[WHAT TO PRODUCE]
From the entries below, list each line with "navy".
--
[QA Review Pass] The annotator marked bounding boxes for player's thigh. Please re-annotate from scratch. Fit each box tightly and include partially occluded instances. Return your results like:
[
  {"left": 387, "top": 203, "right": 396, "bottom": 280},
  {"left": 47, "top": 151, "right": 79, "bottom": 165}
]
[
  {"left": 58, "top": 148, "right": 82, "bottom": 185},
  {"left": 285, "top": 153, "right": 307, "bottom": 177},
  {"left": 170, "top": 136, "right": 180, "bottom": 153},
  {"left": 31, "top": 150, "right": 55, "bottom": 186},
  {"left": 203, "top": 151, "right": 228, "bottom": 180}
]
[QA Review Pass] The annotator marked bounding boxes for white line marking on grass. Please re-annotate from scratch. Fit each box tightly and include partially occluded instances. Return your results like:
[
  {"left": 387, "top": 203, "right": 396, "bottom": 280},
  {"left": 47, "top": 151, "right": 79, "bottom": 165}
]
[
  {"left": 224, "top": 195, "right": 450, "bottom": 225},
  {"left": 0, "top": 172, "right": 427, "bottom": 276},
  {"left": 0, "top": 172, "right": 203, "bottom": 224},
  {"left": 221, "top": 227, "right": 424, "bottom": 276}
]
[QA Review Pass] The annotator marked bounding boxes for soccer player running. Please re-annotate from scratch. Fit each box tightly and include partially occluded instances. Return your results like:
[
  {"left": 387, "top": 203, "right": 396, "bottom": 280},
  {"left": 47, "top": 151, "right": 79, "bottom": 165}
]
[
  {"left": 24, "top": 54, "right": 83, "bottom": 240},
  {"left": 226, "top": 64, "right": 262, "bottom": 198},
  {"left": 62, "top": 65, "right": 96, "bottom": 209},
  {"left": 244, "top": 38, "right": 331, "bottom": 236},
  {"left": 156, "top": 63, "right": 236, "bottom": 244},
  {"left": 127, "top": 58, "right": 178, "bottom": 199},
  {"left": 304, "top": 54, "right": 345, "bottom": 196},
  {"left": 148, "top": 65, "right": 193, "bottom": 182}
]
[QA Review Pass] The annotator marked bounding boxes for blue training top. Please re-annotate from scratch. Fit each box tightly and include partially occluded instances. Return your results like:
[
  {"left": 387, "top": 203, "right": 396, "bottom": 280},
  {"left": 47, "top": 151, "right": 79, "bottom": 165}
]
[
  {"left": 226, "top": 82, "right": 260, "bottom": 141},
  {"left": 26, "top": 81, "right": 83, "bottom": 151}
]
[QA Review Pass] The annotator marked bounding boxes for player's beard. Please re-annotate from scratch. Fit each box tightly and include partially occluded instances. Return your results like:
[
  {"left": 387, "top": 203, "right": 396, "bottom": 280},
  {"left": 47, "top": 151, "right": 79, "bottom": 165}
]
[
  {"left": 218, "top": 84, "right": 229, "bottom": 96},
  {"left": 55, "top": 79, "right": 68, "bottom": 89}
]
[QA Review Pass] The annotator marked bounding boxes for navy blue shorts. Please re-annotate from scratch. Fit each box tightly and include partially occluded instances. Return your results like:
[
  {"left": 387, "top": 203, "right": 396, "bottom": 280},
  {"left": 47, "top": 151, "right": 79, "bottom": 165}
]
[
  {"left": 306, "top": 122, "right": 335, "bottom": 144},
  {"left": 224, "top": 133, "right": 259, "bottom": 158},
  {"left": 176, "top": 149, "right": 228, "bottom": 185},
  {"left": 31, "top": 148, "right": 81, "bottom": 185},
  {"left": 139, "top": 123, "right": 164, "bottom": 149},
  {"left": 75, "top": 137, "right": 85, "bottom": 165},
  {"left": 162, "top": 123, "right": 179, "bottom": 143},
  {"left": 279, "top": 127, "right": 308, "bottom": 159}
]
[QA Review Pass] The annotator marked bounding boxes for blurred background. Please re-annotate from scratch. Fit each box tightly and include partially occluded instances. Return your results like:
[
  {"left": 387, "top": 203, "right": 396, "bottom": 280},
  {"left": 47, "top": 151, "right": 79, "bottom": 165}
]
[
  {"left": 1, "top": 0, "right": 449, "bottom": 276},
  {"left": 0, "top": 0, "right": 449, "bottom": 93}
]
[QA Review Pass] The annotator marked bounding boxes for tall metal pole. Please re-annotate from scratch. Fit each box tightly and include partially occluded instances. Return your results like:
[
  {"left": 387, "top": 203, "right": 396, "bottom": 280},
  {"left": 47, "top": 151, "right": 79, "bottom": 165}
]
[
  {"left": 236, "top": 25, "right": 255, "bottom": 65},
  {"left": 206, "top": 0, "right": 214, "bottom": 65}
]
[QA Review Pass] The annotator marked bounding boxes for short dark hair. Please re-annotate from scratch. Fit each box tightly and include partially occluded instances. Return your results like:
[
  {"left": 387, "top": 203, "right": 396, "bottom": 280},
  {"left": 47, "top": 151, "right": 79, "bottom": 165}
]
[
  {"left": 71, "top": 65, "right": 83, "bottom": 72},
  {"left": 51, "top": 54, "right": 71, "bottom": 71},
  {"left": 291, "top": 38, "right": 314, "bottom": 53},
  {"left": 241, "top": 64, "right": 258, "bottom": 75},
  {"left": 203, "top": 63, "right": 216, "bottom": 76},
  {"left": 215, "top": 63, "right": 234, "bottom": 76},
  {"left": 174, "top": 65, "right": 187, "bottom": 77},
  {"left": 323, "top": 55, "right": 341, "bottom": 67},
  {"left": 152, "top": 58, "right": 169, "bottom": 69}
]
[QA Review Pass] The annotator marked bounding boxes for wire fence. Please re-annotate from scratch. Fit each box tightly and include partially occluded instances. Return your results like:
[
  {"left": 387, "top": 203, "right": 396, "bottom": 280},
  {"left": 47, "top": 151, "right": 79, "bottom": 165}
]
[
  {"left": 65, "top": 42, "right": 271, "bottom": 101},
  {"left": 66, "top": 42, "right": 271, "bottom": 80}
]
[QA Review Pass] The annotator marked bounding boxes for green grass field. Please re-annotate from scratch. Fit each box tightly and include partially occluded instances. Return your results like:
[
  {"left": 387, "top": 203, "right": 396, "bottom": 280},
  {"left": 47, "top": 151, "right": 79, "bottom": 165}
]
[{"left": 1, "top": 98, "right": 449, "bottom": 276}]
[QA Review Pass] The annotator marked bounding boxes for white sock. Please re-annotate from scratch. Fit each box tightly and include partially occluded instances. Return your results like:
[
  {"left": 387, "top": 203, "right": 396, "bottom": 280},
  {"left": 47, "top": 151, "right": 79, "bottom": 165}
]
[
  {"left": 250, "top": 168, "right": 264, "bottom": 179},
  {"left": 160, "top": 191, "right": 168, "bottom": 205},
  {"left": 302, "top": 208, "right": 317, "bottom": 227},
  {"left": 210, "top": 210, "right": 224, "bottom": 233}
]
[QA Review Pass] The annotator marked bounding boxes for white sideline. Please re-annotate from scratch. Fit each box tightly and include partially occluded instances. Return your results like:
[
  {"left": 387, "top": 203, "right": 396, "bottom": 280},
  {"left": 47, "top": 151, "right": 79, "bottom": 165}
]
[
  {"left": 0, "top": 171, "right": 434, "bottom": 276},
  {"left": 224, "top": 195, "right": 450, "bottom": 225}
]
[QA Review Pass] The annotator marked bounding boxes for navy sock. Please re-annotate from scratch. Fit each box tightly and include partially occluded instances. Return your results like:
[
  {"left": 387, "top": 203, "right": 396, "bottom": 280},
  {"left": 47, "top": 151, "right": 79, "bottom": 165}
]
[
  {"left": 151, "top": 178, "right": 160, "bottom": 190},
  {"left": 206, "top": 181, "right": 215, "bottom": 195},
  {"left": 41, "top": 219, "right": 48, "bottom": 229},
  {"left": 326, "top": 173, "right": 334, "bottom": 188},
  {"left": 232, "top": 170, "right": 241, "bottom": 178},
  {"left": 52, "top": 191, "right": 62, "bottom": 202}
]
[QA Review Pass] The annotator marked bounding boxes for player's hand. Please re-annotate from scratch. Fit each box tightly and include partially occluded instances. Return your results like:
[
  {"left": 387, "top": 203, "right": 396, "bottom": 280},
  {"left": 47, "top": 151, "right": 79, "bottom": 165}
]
--
[RESPONSE]
[QA Review Pass] The annotator marked bounding boxes for navy blue shorts. Please re-annotate from scratch. Fit each box tightly and include partially occluded instances. Return your results like:
[QA Review Pass] The annotator marked bounding boxes for navy sock. Please re-annotate from scratch. Fit each box tightly and include partially occluded instances. Return your results like:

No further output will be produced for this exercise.